### Required action:
Your job is to retype all of the data word for word, leaving every image out.

### Extracted records:

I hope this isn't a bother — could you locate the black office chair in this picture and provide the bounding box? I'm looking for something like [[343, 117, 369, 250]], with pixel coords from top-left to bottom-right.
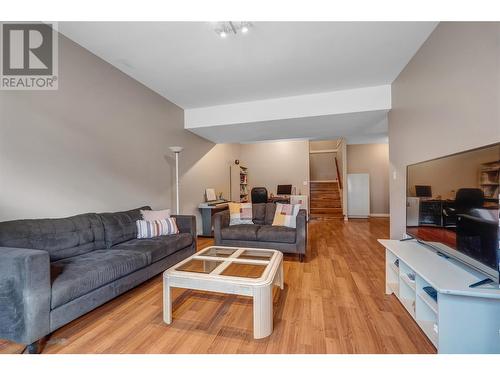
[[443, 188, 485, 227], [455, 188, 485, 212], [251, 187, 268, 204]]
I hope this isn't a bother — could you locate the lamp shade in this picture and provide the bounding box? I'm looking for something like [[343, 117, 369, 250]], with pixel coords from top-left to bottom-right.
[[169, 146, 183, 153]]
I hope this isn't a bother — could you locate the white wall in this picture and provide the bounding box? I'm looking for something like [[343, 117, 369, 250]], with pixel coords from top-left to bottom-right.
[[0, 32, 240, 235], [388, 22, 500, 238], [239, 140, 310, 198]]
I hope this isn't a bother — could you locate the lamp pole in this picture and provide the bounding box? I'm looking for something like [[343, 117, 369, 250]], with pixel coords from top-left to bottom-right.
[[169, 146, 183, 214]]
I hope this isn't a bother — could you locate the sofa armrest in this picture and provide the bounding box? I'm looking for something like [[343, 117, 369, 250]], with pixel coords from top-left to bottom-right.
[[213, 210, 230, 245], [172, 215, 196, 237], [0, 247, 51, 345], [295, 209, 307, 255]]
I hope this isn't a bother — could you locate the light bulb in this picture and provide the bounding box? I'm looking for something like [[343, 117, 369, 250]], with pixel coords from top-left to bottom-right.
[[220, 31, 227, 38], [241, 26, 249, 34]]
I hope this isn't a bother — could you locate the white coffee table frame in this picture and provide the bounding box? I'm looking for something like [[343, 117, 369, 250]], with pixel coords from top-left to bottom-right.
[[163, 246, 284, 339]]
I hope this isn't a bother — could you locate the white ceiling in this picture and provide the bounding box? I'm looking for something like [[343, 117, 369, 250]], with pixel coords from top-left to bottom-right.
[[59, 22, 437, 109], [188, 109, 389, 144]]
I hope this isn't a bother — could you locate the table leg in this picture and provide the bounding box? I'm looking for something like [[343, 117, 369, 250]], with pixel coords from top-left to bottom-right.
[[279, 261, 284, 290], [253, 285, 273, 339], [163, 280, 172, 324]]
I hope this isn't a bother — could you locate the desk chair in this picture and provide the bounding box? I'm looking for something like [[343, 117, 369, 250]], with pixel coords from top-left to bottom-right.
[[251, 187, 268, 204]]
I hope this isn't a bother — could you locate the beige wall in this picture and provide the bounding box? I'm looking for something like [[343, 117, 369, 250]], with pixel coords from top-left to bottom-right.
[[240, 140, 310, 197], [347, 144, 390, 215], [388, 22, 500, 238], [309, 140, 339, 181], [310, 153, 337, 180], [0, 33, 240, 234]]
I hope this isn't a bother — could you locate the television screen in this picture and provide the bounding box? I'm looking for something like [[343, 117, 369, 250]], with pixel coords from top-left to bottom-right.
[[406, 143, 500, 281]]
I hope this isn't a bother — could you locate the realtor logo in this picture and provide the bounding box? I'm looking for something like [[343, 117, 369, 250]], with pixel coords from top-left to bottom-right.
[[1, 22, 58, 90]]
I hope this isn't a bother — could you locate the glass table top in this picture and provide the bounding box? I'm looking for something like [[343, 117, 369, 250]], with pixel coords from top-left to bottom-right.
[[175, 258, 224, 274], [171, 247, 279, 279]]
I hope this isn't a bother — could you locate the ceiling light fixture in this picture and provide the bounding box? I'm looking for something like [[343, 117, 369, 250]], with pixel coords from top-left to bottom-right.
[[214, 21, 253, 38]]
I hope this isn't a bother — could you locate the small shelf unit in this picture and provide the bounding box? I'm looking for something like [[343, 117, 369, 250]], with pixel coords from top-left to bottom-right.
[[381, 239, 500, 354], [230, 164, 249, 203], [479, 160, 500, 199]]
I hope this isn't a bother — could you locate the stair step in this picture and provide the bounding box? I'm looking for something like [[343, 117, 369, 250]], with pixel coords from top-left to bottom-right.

### Response to this task:
I hope this isn't a bother — could you locate the black office chair in this picture and provide the bounding box? I'm looking for something like [[343, 117, 369, 250]], with pixel coords from top-left to bottom-right.
[[443, 188, 485, 227], [455, 188, 485, 212], [251, 187, 268, 204]]
I hope this isn't a bother — could you locate the lamp shade in this picture and provide the bounding box? I'm looking for something like [[343, 117, 369, 250]], with pixel coords from top-left to bottom-right.
[[169, 146, 183, 153]]
I hope this isn't a bother — could you locate the white wall in this picture and provide the bounding box? I'm looking for something like [[343, 117, 369, 250]], with pixel coords from top-left to bottom-right.
[[0, 32, 240, 235], [388, 22, 500, 238], [239, 140, 310, 198]]
I hope this isn't a bother — could you locate the lamp pole in this picture and provide the bounding box? I'm looking for something like [[343, 117, 369, 250]], with pixel coords from top-left to bottom-right.
[[169, 146, 183, 214]]
I hope this isn't a bother — could you locate the sofa armrest in this picture and provide the bounding box? I'm looking for something like [[343, 117, 369, 250]], with pixel coords from top-left to bottom-right.
[[213, 210, 230, 245], [172, 215, 196, 237], [0, 247, 51, 345], [295, 209, 307, 255]]
I hope this isn't a bother — could you locate the light bulb in this picture and provide the bounding box? I'm looking for something like [[343, 117, 369, 250]], with pixel coords from top-left to bottom-right.
[[220, 31, 227, 38], [241, 26, 249, 34]]
I hope this isn't a bother — could you locate the white coffee table frame in this picture and provide the bounding box? I'm looking for something like [[343, 117, 369, 250]], with pixel coords from top-left to bottom-right.
[[163, 246, 284, 339]]
I hope this isn't a bother — could you locate the white ceiling in this picture and provide the bounding box? I'm looking for something like [[343, 117, 369, 250]], with pixel coords from top-left to bottom-right.
[[59, 22, 437, 109], [188, 109, 389, 144]]
I hope this isn't a bother — could you locate the table leg in this picture and provide the bounding box? I'm looking for something like [[343, 117, 369, 250]], with pixel coords from top-left to bottom-right.
[[279, 261, 284, 290], [253, 285, 273, 339], [163, 280, 172, 324]]
I hope this isn't a bother — could you locate the desk chair in this picture and provide the bounding box? I'm looking for something like [[343, 117, 369, 250]], with pixel coords from top-left to bottom-right.
[[251, 187, 268, 204]]
I hope this isn't a bother — could you locate the beige wall in this picture and provide the bounding box? I'm looking for something like [[343, 117, 369, 250]], with pixel coords from top-left to bottom-right.
[[240, 140, 310, 197], [347, 144, 390, 215], [388, 22, 500, 238], [309, 140, 339, 181], [310, 153, 337, 180], [0, 33, 240, 234]]
I hope this isn't a bother — could you locate the television screen in this picture and provide the bounding box? I'm looking for something like [[343, 117, 369, 250]], with pixel coords from top-left to bottom-right.
[[406, 143, 500, 281]]
I hope this isn't a bother — could you locate the realtor logo in this picture and provide the bounding box? I'm looking for something like [[343, 117, 369, 250]], with pixel coords from top-left to bottom-right.
[[1, 22, 58, 90]]
I hope this isn't a bother — could you locate the glass table top in this picture and provide the bounding box? I'm looking for something like [[343, 117, 369, 250]], with pixel coords from top-left to bottom-right.
[[175, 258, 224, 274], [171, 247, 279, 279]]
I hope this isn't a bother — could you locate the ceiling light fixture in this picture and provide the bounding box? I'm looking for something like [[343, 117, 369, 250]], with pixel coords from top-left to bottom-right.
[[214, 21, 253, 38]]
I hope this isn't a bother — could you locate the small shelf unit in this picture and provide the bounding box? I'm looking for something like [[343, 117, 369, 250]], with pixel coords from top-left to bottom-right.
[[381, 239, 500, 354], [230, 164, 249, 203], [479, 160, 500, 199]]
I hope this isn't a bother — could you locate the stair step in this picture and provide the bounding box? I'm looking for something like [[343, 117, 369, 250]], with pixel coords from top-left to bottom-right.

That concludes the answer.